(begin)

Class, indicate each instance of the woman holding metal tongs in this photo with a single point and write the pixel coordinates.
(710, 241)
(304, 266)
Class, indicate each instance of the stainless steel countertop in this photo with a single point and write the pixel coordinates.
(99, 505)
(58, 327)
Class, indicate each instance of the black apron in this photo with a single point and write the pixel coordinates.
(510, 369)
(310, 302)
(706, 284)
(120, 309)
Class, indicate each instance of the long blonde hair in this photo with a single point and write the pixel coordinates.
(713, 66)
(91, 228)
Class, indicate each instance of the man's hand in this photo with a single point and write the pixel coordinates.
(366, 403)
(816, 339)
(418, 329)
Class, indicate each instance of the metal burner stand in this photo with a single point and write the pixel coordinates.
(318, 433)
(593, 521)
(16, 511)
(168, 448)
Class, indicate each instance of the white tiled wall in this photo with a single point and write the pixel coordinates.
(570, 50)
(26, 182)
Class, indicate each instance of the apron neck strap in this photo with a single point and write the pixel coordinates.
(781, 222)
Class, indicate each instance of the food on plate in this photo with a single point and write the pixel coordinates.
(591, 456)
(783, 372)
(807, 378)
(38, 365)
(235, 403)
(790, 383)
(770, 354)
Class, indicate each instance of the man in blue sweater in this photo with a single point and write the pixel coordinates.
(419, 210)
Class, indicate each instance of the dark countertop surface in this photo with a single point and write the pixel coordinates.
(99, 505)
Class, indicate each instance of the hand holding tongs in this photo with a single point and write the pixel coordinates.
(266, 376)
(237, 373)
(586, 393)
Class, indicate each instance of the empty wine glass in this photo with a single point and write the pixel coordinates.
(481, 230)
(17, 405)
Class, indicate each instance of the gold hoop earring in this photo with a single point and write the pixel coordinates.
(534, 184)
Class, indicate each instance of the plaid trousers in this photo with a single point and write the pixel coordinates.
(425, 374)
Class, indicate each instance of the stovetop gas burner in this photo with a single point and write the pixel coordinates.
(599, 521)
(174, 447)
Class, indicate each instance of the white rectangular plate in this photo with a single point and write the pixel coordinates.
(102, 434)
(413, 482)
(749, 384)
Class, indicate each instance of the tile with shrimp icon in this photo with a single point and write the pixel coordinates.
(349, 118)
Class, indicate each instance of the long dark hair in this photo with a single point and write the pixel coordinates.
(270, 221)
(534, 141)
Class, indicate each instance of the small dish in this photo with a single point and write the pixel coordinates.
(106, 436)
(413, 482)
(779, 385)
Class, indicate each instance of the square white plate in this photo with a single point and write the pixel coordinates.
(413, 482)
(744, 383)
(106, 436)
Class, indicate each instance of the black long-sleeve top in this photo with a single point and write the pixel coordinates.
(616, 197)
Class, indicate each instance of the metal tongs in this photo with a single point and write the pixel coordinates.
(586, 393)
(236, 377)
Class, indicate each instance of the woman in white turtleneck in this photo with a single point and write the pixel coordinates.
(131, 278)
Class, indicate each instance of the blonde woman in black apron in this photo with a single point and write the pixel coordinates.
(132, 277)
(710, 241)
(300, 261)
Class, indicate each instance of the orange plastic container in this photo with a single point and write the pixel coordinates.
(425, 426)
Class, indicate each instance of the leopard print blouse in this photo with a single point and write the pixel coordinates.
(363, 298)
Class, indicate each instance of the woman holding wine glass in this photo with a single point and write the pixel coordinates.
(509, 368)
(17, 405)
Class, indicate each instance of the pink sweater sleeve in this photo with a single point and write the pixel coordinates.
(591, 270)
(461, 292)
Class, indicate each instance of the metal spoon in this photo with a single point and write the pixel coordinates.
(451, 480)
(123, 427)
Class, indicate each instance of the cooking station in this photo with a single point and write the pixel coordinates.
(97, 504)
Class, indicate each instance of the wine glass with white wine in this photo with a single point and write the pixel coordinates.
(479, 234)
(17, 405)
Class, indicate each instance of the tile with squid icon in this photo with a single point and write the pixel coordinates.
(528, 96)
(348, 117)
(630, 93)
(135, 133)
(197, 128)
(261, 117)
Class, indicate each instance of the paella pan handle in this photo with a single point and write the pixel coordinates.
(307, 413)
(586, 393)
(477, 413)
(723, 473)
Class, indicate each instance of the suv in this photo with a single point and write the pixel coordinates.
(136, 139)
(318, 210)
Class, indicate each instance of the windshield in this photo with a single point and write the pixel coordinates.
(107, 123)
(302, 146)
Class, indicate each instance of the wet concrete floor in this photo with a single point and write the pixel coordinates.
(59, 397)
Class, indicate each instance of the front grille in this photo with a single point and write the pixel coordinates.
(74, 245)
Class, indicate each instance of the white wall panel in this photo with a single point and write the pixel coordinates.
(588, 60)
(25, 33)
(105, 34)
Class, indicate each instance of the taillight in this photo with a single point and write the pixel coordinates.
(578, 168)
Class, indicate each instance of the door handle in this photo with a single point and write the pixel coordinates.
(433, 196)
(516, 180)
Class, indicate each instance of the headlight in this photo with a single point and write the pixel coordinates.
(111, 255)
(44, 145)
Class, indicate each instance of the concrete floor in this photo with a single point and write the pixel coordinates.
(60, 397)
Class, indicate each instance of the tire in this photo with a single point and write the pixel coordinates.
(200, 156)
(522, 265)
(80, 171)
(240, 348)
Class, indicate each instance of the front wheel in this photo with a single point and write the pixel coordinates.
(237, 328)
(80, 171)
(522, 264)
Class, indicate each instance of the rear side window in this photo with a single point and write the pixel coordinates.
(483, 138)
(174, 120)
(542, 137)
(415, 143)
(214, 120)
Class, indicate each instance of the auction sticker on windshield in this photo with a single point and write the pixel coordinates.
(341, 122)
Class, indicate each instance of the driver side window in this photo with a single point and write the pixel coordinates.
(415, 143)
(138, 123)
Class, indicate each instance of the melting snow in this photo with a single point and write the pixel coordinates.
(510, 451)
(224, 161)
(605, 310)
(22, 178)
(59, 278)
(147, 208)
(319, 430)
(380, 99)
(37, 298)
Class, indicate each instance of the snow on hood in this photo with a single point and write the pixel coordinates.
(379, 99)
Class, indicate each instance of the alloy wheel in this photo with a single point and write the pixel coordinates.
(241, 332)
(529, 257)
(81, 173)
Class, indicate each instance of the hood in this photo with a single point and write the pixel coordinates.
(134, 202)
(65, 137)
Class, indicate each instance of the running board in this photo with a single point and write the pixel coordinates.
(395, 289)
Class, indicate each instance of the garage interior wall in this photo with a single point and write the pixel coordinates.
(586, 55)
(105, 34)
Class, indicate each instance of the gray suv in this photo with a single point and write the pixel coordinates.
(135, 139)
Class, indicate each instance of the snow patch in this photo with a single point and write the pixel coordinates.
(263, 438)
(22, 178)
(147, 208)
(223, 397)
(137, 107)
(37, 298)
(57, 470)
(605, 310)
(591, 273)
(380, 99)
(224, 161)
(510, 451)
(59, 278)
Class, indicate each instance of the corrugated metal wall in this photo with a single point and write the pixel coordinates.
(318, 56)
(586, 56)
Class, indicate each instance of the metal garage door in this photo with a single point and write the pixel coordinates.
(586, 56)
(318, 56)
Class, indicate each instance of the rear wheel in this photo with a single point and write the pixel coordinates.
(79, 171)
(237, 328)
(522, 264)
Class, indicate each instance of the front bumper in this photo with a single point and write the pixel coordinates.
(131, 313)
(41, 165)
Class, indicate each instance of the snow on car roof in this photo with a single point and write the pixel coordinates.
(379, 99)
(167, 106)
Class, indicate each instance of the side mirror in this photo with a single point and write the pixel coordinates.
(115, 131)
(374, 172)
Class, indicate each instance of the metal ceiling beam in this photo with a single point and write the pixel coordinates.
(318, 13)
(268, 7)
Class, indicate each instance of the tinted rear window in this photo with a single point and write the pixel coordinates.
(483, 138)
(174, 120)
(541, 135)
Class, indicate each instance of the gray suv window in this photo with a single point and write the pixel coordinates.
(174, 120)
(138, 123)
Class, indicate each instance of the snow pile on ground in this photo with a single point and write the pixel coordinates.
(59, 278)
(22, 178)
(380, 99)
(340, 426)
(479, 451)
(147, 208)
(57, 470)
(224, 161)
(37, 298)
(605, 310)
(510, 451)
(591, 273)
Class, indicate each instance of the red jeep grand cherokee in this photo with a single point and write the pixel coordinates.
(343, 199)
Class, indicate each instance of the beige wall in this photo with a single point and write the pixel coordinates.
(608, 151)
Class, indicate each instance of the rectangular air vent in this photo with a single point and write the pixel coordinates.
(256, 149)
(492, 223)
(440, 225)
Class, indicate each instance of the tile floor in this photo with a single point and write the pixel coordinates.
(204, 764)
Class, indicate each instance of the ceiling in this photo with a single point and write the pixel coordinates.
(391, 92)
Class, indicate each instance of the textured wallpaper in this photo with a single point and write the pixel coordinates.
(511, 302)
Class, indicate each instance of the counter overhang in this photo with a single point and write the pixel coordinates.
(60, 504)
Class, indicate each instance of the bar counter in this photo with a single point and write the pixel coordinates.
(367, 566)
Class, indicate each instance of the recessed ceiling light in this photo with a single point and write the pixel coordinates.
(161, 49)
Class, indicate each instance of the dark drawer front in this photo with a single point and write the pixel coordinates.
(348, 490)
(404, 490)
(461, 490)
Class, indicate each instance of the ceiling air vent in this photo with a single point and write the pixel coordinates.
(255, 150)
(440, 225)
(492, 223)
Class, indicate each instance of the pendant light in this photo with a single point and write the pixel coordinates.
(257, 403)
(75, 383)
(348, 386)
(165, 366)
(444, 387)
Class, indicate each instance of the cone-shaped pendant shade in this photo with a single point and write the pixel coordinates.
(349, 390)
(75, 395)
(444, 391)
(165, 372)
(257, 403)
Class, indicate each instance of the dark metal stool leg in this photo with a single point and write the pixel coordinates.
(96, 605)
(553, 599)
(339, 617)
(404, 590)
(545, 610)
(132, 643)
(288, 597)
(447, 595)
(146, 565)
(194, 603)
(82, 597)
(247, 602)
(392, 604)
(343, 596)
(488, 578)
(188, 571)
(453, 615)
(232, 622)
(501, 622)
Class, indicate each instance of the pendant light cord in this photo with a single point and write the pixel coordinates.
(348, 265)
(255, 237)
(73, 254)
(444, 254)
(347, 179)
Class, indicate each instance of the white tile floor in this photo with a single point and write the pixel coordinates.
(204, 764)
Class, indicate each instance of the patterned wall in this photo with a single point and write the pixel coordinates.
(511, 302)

(end)

_Work to do:_ Starting from the line containing "Class, indicate each instance of the counter", repeat each line through the end of the entries, exactly.

_Task response:_
Class, indicate each instance of the counter overhang in this photo with a single point and write the pixel coordinates.
(60, 504)
Class, indicate each instance of the bar counter in this photo with a single point and write the pixel coordinates.
(367, 566)
Class, indicate each instance of the recessed ceiling light in this photo with a single point and write the pixel coordinates.
(161, 49)
Class, indicate each instance of the dark drawer front in this photo with a single point and write the pixel coordinates.
(348, 490)
(404, 490)
(461, 490)
Class, indicate each instance of the ceiling air vent in this photo with a single point and write the pixel coordinates.
(255, 150)
(440, 225)
(492, 223)
Class, indicate each instance of the pendant light in this photo with a single point and write the pixel coordinates.
(257, 403)
(75, 383)
(348, 386)
(165, 366)
(444, 387)
Class, indicate each instance of the cone-shaped pendant shade in this photo with a single point and write the pixel coordinates.
(349, 390)
(75, 395)
(444, 391)
(165, 372)
(257, 403)
Class, indicate each instance of the dark metal stool leg in this photo with a single point and write the pixel coordinates.
(96, 605)
(553, 599)
(339, 617)
(404, 590)
(545, 610)
(132, 643)
(288, 597)
(447, 595)
(146, 565)
(194, 603)
(82, 597)
(247, 602)
(392, 604)
(343, 596)
(488, 578)
(188, 571)
(453, 615)
(232, 622)
(501, 622)
Class, indicate each instance of the pendant light cord in this photo with a single point and write the pixel coordinates.
(348, 265)
(255, 237)
(73, 254)
(444, 254)
(347, 179)
Class, indicate each instance of the white tile floor in this photo with a single point and write the pixel coordinates.
(204, 764)
Class, indicate each instance of the patterned wall in this photo with a single point and write the pixel coordinates.
(511, 302)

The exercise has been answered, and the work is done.